● **WHAT YOU ARE ASKED TO DO**
Recast the lines of the records below as a JSON list of strings, one string per line, skipping blank lines and leaving the pictures out.

________________________________________

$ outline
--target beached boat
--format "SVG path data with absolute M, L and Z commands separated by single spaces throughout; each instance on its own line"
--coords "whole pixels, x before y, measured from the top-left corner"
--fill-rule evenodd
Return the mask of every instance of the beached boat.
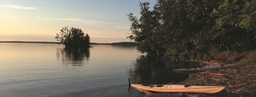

________________________________________

● **WORKED ANSWER**
[
  "$ outline",
  "--target beached boat",
  "--format \"SVG path data with absolute M, L and Z commands separated by single spaces throughout; each instance on its own line\"",
  "--coords \"whole pixels, x before y, measured from the top-left corner\"",
  "--fill-rule evenodd",
  "Return the mask of every instance of the beached boat."
]